**Task prompt:** Only the lines from the one containing "Which region of the image above contains the store" to the end of the data are wanted; print them exactly as they appear.

------------------------------------------------------------

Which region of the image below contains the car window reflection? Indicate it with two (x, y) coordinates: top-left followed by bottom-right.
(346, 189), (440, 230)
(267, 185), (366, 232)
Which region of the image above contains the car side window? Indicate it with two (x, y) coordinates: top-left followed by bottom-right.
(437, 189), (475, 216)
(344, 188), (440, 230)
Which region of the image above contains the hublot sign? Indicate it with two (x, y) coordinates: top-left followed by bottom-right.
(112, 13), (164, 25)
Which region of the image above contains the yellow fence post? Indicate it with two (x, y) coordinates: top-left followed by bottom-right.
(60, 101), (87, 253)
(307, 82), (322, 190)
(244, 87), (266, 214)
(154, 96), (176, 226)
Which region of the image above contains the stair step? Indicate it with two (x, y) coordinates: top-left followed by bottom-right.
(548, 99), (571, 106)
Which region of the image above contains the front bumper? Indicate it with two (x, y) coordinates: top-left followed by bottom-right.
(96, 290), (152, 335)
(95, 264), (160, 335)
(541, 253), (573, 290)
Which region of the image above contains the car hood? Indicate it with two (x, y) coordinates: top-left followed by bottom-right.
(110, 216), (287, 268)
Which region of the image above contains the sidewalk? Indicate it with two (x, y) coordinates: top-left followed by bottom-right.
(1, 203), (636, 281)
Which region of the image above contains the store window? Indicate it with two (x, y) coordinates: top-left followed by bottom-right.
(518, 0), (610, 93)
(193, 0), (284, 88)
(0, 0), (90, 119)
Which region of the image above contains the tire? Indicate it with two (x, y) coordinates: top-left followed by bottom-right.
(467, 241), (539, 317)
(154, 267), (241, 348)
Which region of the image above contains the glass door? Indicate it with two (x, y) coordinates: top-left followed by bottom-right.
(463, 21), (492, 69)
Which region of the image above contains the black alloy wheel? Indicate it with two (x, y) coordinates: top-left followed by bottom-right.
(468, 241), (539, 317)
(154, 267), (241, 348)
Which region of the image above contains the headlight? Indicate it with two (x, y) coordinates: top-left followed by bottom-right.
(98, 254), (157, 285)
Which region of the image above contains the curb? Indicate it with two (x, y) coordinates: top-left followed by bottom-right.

------------------------------------------------------------

**Answer to this exercise:**
Which region of the image above contains the store window? Indicate it with two (x, y) coordinates: top-left followed by bottom-right.
(518, 0), (610, 93)
(193, 0), (284, 88)
(0, 0), (90, 119)
Which region of the image above contains the tire? Indicate it with two (x, y) coordinates: top-left followed by bottom-right.
(467, 241), (539, 317)
(154, 267), (241, 348)
Which region of the image above contains the glass door? Indicate it with two (x, y) coordinates: top-left followed by bottom-right.
(463, 21), (492, 69)
Which region of the image above contains the black alloy wheel? Indicate it with two (x, y) coordinates: top-left followed by bottom-right.
(468, 241), (539, 317)
(154, 267), (241, 348)
Which region of the image above contains the headlight? Indicate it with two (x, y) coordinates: top-left followed by bottom-right.
(98, 254), (157, 285)
Which region of the image above contains the curb? Indicate it with two (x, y) coordinates: top-left followed by bottom-right.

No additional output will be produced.